_課題の指示_
ILMの成り立ちを紹介した抜粋文を、最後の文の後から書き進めてください。

_読解用抜粋_
ILM(インダストリアル・ライト・アンド・マジック)

昨日、NHKで「ハリウッド 映像王国の挑戦 -「スター・ウォーズ」とILMの40年-」という番組をやっていました。
以前も書きましたが、昔、仕事でCGの制作を行っていた時があり、とても興味深く視ました。

31歳のジョージ・ルーカススター・ウォーズスターウォーズを制作するにあたって、その映像を作れる特撮会社は世界中のどこにも存在しなかったそうで・・・しかたなく、ハリウッドの片隅の倉庫を改造して、若手の技術者を集めて作ったのがILM(インダストリアル・ライト・アンド・マジック)だそうです。

ジョージ・ルーカスは、彼らに第二次世界大戦の空中戦の映像などを見せて、模型で再現できないか?と要望したそうで・・・これに対して、彼らが開発したのが、現在の映像撮影ではなくてはならない、コンピュータで動きを操作するモーション・コントロール・カメラだそうです。

[元データ]

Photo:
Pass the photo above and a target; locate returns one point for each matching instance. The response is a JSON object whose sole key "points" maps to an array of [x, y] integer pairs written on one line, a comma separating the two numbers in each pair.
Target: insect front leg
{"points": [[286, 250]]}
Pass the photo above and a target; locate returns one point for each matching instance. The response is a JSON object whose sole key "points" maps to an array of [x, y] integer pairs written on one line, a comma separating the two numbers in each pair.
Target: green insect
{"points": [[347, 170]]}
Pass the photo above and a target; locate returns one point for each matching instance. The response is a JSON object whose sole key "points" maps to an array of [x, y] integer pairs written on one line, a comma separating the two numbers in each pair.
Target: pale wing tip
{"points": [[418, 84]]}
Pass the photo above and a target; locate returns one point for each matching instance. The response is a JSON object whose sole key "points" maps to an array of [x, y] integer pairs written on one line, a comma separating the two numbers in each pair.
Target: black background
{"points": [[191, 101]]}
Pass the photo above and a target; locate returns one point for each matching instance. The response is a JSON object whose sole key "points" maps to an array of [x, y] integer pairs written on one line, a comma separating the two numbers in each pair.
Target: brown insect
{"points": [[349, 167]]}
* * *
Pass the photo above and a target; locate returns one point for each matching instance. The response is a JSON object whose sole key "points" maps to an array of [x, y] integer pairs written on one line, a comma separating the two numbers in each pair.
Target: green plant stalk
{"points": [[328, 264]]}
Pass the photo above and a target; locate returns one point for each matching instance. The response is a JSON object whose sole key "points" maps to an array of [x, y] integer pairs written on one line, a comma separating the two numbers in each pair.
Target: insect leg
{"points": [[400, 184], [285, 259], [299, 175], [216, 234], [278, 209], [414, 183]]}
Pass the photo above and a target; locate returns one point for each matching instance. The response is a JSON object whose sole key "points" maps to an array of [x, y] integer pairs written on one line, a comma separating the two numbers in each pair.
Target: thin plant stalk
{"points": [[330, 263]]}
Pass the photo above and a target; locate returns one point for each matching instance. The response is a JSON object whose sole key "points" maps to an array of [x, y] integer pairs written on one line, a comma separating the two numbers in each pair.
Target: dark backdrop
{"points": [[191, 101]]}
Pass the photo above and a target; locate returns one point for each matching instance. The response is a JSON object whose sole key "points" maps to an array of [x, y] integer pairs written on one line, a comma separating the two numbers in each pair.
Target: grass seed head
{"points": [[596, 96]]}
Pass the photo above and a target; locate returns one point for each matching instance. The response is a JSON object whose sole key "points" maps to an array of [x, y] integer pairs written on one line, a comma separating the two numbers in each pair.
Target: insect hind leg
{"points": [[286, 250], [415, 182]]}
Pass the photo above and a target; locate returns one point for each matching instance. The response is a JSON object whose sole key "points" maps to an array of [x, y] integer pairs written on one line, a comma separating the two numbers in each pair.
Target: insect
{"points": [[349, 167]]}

_記述解答_
また、人形のコマ撮り撮影も、静止したものを撮影するとカクカクした動きになってしまうので、動かしながらコマ撮り撮影をするゴー・モーションという手法を編み出したそうです。

そして、CGについては、ジュラシックパークの恐竜の様に骨格に筋肉をつけるようにして、生き物を再現できるようになったそうです。

その結果、このような新たな映像技術の追求によって、ILMはアカデミー賞を44回も受賞したということです。

私が、初めてILMのメンバーの講演を聞いたのは、1991年のSIGGRAPHで、丁度「ターミネータ2」を製作途中だった彼らは、いかに生の映像とCGを違和感なく合成するか?という事を、強調していたのを憶えています。

その後、NICOGRAPHで来日したILMのメンバーによる講演では、丁度「ジェラシックパーク」の製作途中で、いかにCGで作った恐竜を生きているように見せるか?という事を強調していました。
なんでも、動物園の動物の動きとかを参考にして、例えば、逃げるときは群れである方向に逃げていたのが、一頭だけ急に向きを変えて反対方向に逃げる、なんてことを取り入れたと言っていました。
可笑しかったのは、CGクリエーター達が、恐竜の動きを真似していたとき、一人が木に躓いて転んだのも、CGの恐竜の動きに取り入れたそうです。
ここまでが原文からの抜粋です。